═════ SUPPLIED RECORDS ═════

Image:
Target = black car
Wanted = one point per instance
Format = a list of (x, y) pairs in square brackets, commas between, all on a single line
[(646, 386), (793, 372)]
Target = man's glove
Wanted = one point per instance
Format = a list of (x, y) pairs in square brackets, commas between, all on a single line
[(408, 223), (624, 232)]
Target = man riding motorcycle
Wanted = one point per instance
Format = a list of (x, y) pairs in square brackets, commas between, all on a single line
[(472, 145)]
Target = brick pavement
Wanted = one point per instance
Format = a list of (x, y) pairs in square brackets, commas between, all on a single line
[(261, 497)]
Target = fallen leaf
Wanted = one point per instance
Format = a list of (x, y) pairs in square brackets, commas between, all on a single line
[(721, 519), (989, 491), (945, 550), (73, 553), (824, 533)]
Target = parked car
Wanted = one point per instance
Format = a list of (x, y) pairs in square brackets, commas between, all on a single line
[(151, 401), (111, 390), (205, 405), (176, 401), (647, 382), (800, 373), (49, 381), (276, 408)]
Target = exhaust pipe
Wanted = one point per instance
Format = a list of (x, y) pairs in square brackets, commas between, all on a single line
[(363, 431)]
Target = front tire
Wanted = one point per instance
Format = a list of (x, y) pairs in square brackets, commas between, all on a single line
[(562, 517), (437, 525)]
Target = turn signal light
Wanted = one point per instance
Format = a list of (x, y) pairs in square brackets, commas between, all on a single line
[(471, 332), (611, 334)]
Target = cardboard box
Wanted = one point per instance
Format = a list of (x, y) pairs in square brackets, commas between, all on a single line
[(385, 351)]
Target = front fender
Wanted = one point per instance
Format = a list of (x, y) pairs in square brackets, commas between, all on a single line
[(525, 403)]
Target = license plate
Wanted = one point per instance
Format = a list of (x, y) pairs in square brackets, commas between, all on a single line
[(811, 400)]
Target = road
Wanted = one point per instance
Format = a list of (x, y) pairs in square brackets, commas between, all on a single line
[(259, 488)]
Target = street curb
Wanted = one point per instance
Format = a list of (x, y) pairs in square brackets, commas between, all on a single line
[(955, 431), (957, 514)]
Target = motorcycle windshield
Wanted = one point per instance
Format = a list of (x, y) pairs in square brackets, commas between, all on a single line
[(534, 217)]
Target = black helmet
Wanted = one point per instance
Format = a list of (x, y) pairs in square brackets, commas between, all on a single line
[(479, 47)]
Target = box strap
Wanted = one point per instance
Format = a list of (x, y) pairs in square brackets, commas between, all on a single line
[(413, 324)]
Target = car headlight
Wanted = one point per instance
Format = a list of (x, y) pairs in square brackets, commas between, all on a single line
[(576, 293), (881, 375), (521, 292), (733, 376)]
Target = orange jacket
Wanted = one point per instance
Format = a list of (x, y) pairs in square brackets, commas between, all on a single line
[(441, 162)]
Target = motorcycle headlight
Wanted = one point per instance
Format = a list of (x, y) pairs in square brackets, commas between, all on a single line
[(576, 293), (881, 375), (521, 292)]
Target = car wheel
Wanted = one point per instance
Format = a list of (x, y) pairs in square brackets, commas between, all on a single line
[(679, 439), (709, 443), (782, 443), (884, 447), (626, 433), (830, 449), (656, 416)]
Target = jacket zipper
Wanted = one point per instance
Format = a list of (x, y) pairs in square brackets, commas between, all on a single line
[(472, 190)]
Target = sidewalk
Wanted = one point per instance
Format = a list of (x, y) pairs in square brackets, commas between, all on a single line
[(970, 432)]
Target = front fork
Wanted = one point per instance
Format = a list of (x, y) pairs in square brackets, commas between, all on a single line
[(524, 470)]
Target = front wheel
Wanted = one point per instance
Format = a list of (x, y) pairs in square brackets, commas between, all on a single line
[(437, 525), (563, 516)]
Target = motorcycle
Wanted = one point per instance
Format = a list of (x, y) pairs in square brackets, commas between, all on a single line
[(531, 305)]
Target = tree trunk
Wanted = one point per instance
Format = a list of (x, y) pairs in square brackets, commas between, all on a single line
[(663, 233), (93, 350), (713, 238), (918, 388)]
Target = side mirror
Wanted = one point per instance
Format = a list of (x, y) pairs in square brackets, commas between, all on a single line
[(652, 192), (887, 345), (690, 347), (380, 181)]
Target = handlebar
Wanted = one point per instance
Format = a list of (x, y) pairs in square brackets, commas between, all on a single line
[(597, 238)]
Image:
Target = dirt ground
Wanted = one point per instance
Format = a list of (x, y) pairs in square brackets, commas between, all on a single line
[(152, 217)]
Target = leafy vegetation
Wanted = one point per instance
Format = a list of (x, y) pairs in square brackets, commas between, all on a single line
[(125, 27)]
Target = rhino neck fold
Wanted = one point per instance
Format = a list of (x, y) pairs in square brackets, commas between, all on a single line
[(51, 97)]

═════

> _TASK STATEMENT_:
Would you transcribe the data above exactly as it stands?

> _OUTPUT_:
Image:
Target = black car
Wanted = one point per instance
Format = a list of (x, y) pairs in square brackets, commas between, all on a single line
[(646, 386), (793, 372)]
Target = man's glove
Wanted = one point per instance
Format = a list of (x, y) pairs in square brackets, commas between, all on a single line
[(408, 223), (624, 232)]
Target = man riding motorcycle
Wanted = one point per instance
Format = a list of (x, y) pairs in square brackets, commas between, all on a single line
[(472, 145)]
Target = brick pavement
Wanted = one point per instance
Format = a list of (x, y) pairs in square brackets, commas between, all on a single line
[(261, 497)]
Target = fallen leaf
Wanted = one point per instance
Format = a list of (x, y) pairs in square brackets, commas between, all on a single line
[(721, 519), (989, 491), (945, 550), (73, 553), (824, 533)]
Target = parked car
Wanted = one point per instance
Format = a list of (x, y) pairs in square brackets, commas between, all on a single line
[(151, 401), (111, 390), (205, 405), (176, 401), (647, 382), (800, 373), (49, 381), (276, 408)]
Target = exhaust pipe
Wanted = one point per instance
Format = a list of (x, y) pairs in square brackets, commas between, all on a single line
[(363, 431)]
Target = front tire
Wanted = one point per instance
Format = a list of (x, y) pairs in square brackets, commas between, all on a single line
[(562, 517), (437, 525)]
Target = turn signal light
Wanted = one point per instance
Format = a list of (x, y) pairs in square brackets, commas between, all on a single line
[(471, 332), (611, 334)]
Target = cardboard box
Wanted = one point per instance
Format = a list of (x, y) pairs in square brackets, commas between, all on a single line
[(385, 351)]
Target = front fender
Wanted = one point per instance
Format = a list of (x, y) pairs in square brackets, commas between, all on a single line
[(525, 403)]
Target = license plate
Wanted = one point per instance
Format = a list of (x, y) pairs in square brackets, commas between, all on a single line
[(811, 400)]
Target = road
Wanted = one point per instance
Format = a list of (x, y) pairs in square brackets, commas between, all on a single line
[(259, 488)]
Target = street curb
Wanted = one point per instance
Format = a list of (x, y) pairs in square brackets, commas between, all on a single line
[(955, 431), (957, 514)]
Target = motorcycle windshield
Wanted = one point per instance
Format = a list of (x, y) pairs in square brackets, commas between, all on a single line
[(534, 217)]
Target = black helmet
Wanted = one point per instance
Format = a list of (x, y) pairs in square brackets, commas between, all on a single line
[(479, 47)]
Target = box strap
Wanted = one point per instance
Format = a list of (x, y) pairs in square brackets, commas between, all on a single line
[(413, 324)]
Target = car headlight
Wanted = one point per instance
Format = a list of (x, y) pairs in square brackets, commas between, all on a single line
[(576, 293), (881, 375), (521, 292), (733, 376)]
Target = orange jacket
Wanted = one point per instance
Format = a list of (x, y) pairs in square brackets, commas between, all on a single line
[(441, 162)]
Target = motorcycle headlight
Wanted = one point per instance
Format = a list of (x, y) pairs in square brackets, commas between, all on a single line
[(576, 293), (881, 375), (521, 292)]
Target = car wheel
Wanted = one point per instance
Format = a list of (x, y) pairs in square brackets, commas between, all on a single line
[(679, 439), (709, 443), (782, 443), (884, 447), (626, 433), (830, 449), (656, 416)]
Target = jacket zipper
Wanted = one point per instance
Format = a list of (x, y) pairs in square brackets, commas between, all on a single line
[(472, 190)]
Target = sidewalk
Wanted = one point per instance
Format = a list of (x, y) pairs in square brackets, commas between, all on a single line
[(970, 432)]
Target = front fork
Wanted = one point per instance
Format = a list of (x, y) pairs in square brackets, commas between, all on a single line
[(524, 470)]
Target = front wheel
Wanted = one point per instance
Format = a list of (x, y) pairs in square brackets, commas between, all on a single line
[(437, 525), (563, 516)]
Target = motorcycle
Wanted = one point per instance
Format = a list of (x, y) pairs in square brackets, commas between, all on a single line
[(531, 305)]
Target = tree trunk
Wanted = one point per instance
Format = a list of (x, y) pairs in square brackets, commas between, all on a single line
[(663, 233), (93, 350), (713, 238), (918, 388)]
Target = side mirror
Wanted = one point per instance
Format = a list of (x, y) pairs in square brackets, commas between, all on a single line
[(652, 192), (887, 345), (690, 347), (380, 181)]
Target = handlebar
Wanted = one point per instance
Format = a list of (x, y) pairs in square brackets, commas between, all on a single line
[(597, 238)]
Image:
Target = dirt ground
Wanted = one point per instance
Format = a list of (x, y) pairs in square brackets, commas between, all on a single line
[(152, 217)]
Target = leafy vegetation
Wanted = one point per instance
Format = a list of (x, y) pairs in square brackets, commas between, all on a single line
[(125, 27)]
Target = rhino neck fold
Wanted = one point per instance
Format = a list of (x, y) pairs in square brackets, commas between, all on a single line
[(51, 97)]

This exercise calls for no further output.